What the task asks ::
Pictures are excluded from this exercise. Transcribe exactly the lines from the one containing "find the elderly" through the last line of the listing.

---

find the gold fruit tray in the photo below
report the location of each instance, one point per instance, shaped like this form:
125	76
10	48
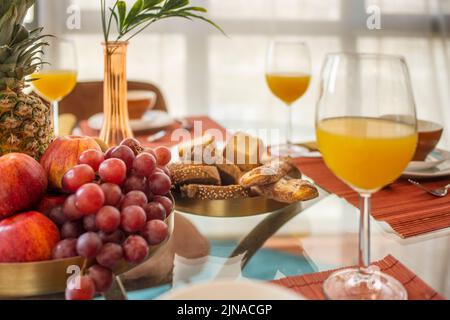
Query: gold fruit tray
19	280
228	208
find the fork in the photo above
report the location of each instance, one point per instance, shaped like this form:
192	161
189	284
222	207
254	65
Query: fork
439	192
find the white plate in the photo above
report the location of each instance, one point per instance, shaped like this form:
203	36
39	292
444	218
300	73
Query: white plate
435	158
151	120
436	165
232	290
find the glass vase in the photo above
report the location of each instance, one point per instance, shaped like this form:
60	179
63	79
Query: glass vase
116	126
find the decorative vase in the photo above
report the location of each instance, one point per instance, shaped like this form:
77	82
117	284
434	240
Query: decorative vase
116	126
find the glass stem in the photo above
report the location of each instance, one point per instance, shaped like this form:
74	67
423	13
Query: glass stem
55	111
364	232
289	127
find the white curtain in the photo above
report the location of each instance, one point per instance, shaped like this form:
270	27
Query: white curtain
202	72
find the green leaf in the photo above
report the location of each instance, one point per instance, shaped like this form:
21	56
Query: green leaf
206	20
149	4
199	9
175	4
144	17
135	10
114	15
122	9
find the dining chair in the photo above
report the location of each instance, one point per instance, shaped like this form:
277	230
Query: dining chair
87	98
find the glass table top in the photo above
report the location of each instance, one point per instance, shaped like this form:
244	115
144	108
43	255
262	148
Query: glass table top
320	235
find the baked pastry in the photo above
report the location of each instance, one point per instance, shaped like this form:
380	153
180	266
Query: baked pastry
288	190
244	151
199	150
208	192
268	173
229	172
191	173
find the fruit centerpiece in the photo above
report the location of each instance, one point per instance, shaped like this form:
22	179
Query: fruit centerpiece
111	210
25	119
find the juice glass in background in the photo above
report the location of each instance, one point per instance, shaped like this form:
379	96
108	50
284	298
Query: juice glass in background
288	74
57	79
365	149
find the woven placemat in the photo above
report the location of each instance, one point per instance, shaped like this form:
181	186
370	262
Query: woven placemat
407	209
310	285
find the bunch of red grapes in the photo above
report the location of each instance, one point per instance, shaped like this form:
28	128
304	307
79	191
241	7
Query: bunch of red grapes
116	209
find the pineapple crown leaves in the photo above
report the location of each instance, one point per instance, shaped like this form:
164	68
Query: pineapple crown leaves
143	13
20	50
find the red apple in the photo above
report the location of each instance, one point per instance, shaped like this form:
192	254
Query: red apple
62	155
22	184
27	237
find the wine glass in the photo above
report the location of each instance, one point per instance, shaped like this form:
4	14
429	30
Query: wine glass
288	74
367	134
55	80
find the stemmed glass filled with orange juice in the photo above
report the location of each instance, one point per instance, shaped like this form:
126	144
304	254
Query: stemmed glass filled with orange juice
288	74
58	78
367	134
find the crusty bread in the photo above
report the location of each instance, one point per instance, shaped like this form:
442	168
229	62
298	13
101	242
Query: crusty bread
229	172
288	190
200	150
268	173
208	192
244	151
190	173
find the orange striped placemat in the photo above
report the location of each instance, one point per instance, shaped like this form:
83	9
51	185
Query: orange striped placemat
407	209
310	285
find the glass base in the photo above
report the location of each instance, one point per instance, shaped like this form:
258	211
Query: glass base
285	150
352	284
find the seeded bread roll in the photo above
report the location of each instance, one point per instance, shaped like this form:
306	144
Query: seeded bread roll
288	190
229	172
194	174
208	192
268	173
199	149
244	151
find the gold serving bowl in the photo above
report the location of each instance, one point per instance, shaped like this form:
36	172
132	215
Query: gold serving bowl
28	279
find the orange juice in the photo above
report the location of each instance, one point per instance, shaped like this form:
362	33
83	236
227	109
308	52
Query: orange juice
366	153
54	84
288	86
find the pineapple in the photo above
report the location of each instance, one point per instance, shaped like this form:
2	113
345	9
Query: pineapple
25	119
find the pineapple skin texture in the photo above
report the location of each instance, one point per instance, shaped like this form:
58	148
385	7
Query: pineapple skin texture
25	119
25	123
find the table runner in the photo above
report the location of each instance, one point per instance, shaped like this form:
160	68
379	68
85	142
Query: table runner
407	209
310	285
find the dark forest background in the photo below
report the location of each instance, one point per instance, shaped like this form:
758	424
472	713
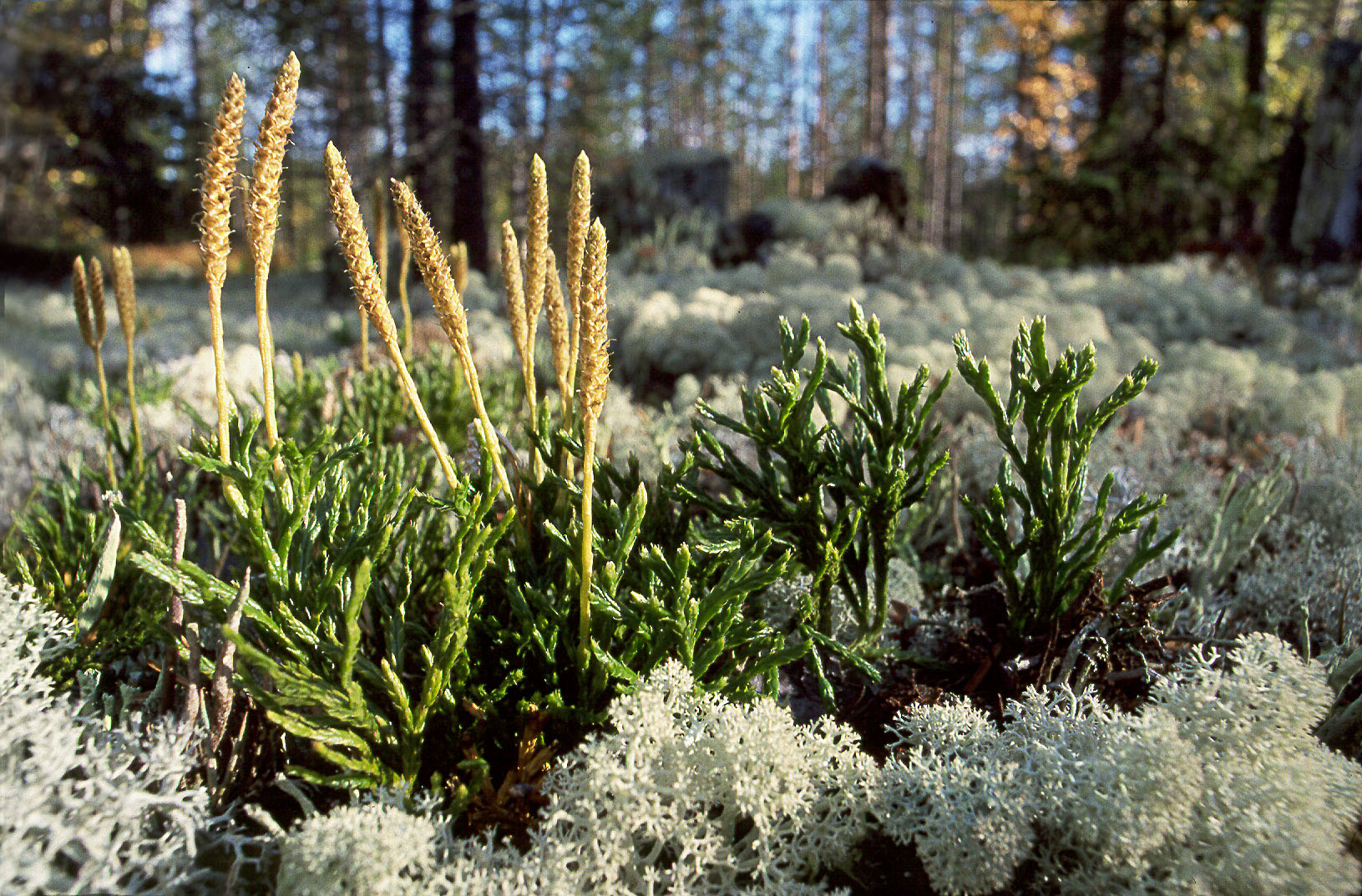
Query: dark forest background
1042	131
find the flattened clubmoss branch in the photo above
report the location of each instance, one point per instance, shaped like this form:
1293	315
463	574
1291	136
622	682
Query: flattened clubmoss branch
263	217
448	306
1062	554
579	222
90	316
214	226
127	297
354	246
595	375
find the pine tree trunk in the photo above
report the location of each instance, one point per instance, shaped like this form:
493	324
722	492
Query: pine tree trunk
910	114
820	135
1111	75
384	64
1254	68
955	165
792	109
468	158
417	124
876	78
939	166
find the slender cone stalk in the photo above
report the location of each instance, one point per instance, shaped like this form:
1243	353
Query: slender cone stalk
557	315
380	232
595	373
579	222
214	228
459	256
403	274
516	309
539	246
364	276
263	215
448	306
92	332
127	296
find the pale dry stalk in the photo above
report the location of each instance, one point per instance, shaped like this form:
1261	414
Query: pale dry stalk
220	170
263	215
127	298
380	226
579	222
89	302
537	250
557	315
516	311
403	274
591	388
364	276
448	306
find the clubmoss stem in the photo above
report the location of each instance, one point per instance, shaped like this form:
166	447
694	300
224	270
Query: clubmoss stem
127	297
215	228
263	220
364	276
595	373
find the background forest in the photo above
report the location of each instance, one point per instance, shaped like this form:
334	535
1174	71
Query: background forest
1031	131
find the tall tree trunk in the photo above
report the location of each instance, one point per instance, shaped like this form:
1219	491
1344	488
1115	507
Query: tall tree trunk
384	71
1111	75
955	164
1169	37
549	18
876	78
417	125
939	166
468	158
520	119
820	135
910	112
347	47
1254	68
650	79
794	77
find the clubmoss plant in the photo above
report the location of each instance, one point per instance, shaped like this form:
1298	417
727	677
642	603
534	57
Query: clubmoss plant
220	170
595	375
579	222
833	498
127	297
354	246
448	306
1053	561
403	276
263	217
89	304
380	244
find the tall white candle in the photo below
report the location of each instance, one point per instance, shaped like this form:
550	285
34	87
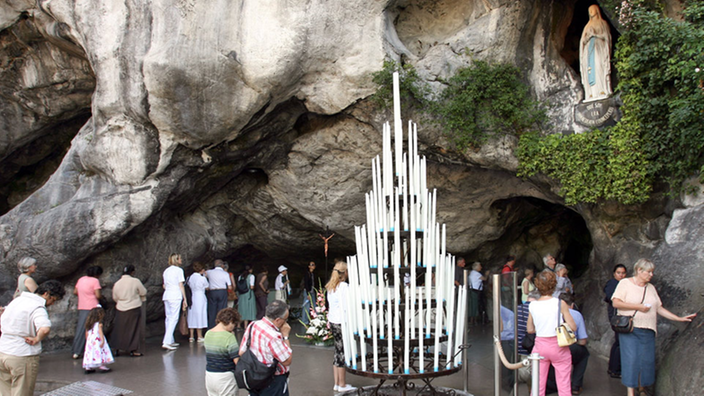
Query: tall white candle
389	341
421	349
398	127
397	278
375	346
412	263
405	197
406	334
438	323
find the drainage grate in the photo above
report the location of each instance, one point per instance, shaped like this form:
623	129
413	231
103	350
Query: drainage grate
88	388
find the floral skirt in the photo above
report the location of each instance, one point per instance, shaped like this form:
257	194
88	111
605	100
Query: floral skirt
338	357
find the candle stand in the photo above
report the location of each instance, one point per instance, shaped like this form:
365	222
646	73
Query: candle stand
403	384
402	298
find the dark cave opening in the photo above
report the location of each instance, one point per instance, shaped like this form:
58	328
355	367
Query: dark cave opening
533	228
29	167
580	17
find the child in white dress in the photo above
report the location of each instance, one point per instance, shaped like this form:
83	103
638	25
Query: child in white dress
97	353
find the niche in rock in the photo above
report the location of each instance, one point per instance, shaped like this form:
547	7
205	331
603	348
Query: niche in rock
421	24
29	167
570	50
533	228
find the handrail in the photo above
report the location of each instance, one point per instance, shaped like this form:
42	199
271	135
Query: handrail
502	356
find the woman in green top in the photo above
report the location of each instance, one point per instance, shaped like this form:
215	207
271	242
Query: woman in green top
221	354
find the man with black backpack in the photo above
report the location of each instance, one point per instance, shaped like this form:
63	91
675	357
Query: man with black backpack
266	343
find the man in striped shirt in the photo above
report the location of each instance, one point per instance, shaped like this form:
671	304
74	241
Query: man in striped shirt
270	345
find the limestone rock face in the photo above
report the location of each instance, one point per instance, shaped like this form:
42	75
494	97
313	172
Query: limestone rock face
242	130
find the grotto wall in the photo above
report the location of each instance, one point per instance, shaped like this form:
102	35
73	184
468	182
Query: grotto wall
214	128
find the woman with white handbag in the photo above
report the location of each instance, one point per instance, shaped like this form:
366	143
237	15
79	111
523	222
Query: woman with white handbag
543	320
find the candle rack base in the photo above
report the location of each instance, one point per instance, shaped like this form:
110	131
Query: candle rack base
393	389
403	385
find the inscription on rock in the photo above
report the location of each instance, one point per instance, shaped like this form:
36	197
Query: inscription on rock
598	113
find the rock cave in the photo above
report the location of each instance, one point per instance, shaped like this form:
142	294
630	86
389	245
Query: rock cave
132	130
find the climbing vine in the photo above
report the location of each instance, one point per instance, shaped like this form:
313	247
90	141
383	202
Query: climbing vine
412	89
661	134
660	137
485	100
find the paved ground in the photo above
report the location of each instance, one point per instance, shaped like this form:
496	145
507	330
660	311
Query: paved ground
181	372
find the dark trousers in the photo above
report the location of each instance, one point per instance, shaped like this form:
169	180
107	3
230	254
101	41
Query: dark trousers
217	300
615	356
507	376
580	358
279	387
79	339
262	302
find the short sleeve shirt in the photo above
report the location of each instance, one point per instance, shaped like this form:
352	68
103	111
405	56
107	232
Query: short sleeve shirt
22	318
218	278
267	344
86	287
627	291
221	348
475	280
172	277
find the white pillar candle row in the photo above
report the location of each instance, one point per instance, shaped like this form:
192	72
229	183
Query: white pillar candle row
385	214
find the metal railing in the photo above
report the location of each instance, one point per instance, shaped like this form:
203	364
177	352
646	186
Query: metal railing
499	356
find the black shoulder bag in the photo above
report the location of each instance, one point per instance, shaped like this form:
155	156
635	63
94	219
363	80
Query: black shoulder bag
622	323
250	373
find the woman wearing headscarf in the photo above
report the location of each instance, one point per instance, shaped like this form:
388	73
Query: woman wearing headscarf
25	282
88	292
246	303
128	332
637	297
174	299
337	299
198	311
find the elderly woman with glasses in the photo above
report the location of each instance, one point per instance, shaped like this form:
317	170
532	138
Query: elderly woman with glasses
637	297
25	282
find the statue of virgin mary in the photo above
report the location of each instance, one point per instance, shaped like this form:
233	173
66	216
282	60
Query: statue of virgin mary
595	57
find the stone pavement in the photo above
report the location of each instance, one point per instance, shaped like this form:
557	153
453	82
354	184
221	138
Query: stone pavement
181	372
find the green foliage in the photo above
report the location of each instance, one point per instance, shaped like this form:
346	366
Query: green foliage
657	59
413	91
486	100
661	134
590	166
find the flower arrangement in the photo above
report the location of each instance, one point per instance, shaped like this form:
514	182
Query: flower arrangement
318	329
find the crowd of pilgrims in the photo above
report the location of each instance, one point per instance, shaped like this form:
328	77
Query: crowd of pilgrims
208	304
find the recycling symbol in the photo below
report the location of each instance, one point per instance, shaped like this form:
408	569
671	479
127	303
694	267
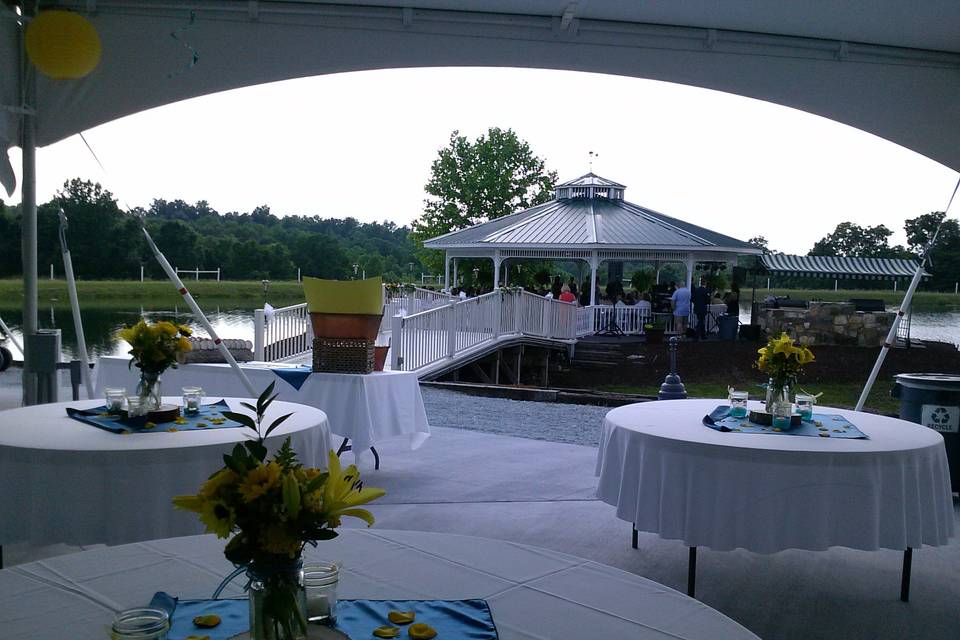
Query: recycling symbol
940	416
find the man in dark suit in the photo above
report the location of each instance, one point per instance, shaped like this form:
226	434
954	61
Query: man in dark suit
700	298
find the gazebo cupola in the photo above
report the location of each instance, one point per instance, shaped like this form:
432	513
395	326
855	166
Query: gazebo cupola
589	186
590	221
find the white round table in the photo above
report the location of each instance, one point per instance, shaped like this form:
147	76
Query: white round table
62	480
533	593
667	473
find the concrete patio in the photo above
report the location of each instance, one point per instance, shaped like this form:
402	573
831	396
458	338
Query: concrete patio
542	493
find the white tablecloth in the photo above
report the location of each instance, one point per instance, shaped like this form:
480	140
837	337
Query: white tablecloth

---

Written response ::
find the elderly woman with glasses in the photo above
report the location of each instance, one point per instance, shaped like this form:
317	170
532	138
Query: elderly woman with glasses
637	297
25	282
find the statue of virgin mary in the photo above
report the location of each instance, one point per instance, shaped like this form:
233	173
66	216
282	60
Query: statue of virgin mary
595	57
find the stone pavement in the photo above
report the location of each instance, one point per instance, shaped like this form:
557	153
453	82
354	184
221	138
Query: stone pavement
181	372
find the green foliage in the photo above
report the location of each instance, one point per instance, shaped like this form:
346	366
Query: green foliage
657	59
413	91
486	100
661	134
590	166
find the flower arrangement in the photo above
report the location of each instance, one point per instance, shaped like this form:
514	182
Query: flower arrangement
318	329
find the crowd of pilgrims in the photo above
report the location of each instance, one point per instance, shaped like this form:
328	77
Query: crowd of pilgrims
208	304
find the recycling symbol in the photo below
report the location of each instance, one point per instance, shaped like this form:
408	569
671	479
127	303
694	267
Query: recycling symbol
940	416
find the man in dark suit in the photo above
report the location of each instance, one point per instance, shaped like this form:
226	434
954	61
Query: man in dark suit
700	298
find the gazebo cupola in the photo above
report the location of each instance, one point per instance, shaped like this form:
432	513
395	326
855	166
Query: gazebo cupola
589	186
590	221
find the white round table in the photo above
report the location of each instance, one point per instance, shaped like this form:
147	76
Query: white round table
62	480
533	593
667	473
find the concrete patio in the photo above
report the location of each instance, one point per instance, shaped like this form:
402	573
831	396
458	338
Query: concrete patio
542	493
find the white tablecloth in the photo above
report the location of each instance, one point per instance, shaped like this form:
480	140
837	337
Query: white tablecloth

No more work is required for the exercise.